---- Excerpt to read

By Dave Schweisguth
(email: dave at schweisguth dot org)
Last updated Feb. 19, 2026
San Francisco's streets are a canvas covered with brushstrokes of naming, from the broad and well-known to details that are easily missed. Later coats are sometimes incomplete, leaving streaks of the earlier theme showing through the later. Systems of street naming are easiest to find among more recently named neighborhoods and subdivisions that were developed as wholes, but even the oldest part of the city has some unifying order if one looks closely.
This article is a high-level survey, based mostly on direct observation of the city today, Louis Loewenstein's "Streets of San Francisco"1 and maps available online. Loewenstein provides the namesakes of many streets (non-obvious etymologies given in this article and not otherwise explained are his), and also touches on some of the themes in naming noted here (though mostly only in entries on individual streets). It would likely take considerable research to directly document why more streets are named what they are than he already did. I haven't noted every place where he did or did not explain a street's name or place it in a group. Dates when streets were named and previous names of streets that were renamed (a frequent occurrence) come from the Department of Public Works' key maps2 unless stated otherwise. I have noticed some themes that I haven't seen pointed out anywhere previously. In some cases finding a theme in an area made it possible to infer the namesakes of additional streets in that area.
Names taken from local geography are everywhere in the city. Almost every hill and neighborhood (which are often themselves namesakes of one another) has a street named for it, or vice versa. Streets named for places outside of San Francisco, even outside of California, are less to be expected.

--------

Required work:
• A. In the article on San Francisco street naming, what source gives the dates when streets were named, unless stated otherwise?
• B. Print the part of the San Francisco street-naming article that opens with the words containing "By Dave Schweisguth" and closes with "one looks closely.".
• C. Carry on the article about San Francisco street naming from its last sentence.

---- Information provided

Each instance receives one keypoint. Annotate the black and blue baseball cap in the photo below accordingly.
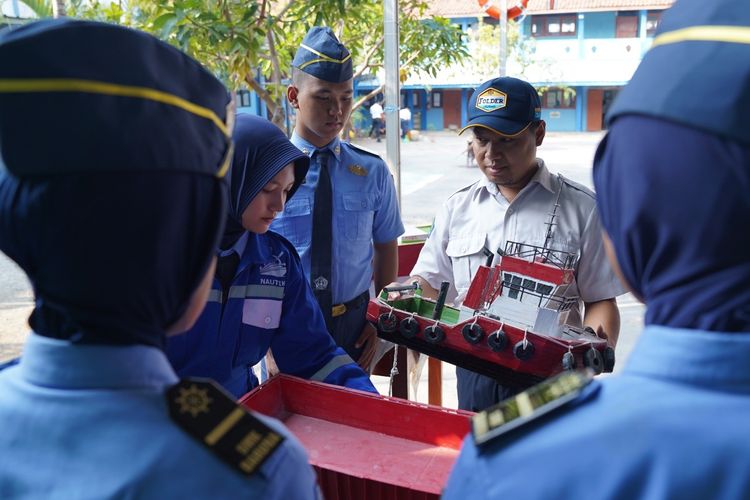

--------

Responses by task:
• A. The Department of Public Works' key maps.

• B.
By Dave Schweisguth
(email: dave at schweisguth dot org)
Last updated Feb. 19, 2026
San Francisco's streets are a canvas covered with brushstrokes of naming, from the broad and well-known to details that are easily missed. Later coats are sometimes incomplete, leaving streaks of the earlier theme showing through the later. Systems of street naming are easiest to find among more recently named neighborhoods and subdivisions that were developed as wholes, but even the oldest part of the city has some unifying order if one looks closely.

• C.
Hometowns. One of the very first inspirations for street naming in San Francisco was the streets of the cities from which its first American inhabitants migrated. The most often-imitated East Coast street plan was Philadelphia's, which combined convenient numbered north-south streets and east-west streets mostly named for common nouns, especially trees. Early surveyor Jasper O'Farrell had lived in Philadelphia and borrowed many names from it, including Market, Sansom(e), Pine, Filbert, Lombard and Chestnut. O'Farrell also established South of Market's Philadelphia-like naming scheme, with numbered north-south streets. The name Front for a waterfront street created by landfill also likely came from Philadelphia. And the mostly non-native tree names of the north-south Streets in Presidio Heights might also be taken from those in Philadelphia, though Philadelphia has no Laurel or Maple Street. New York City, dominated by an uninspiring entirely numeric grid, contributed only Broadway and Greenwich.3 pp. 105-106, 1 p. 2
States. Only a few streets scattered around San Francisco have the names of entire American cities outside of California. But a well-known swath of twenty-five streets in the eastern Mission District, Potrero Hill and Dogpatch is named for American states, from Alabama Street in the west to Maryland Street in the east. A twenty-sixth, Kentucky Street, was renamed to part of Third Street. The next street east of Maryland Street, Delaware Street, was once the Potrero Point quay; it disappeared under fill but is about to reemerge in development of the former Potrero Power Station.5 p. 147 Another ten or so state Streets were mapped offshore in anticipation of more of the Bay being filled in. Although York, Hampshire and Mexico Streets (the last was offshore) appear to have been named for New York, New Hampshire and New Mexico without their "New", perhaps to avoid the implication that there were old streets with those names, there was also an underwater New York Street.6
Countries and capitals. Most of the Excelsior District's east-west Avenues are named for countries. Avalon, Excelsior and Peru Avenues were originally Japan, China and India, renamed during an era of anti-Asian feeling in the late 1800s.7 Amazon Avenue was the district's original southern boundary.8 The Excelsior's north-south Streets are European capitals, counting Scotland and Ireland as nations. When these streets were named around 1869, Munich was still the capital of the independent Kingdom of Bavaria, and it was only about eight years since the Kingdom of the Two Sicilies, whose capital was Naples, had become part of the unified Kingdom of Italy. Geneva Avenue was not originally part of the Excelsior's United Nations; before 1918 it extended only from Ocean Avenue to Mission Street, passing a body of water named Lake Geneva at what today is Cayuga Avenue.6 Some of the Excelsior's north-south streets were later extended south of Geneva into Crocker-Amazon, which also included the fabled Andalusian cities Cordova and Seville (not capitals) in its miscellany of street names when it was laid out in 1912.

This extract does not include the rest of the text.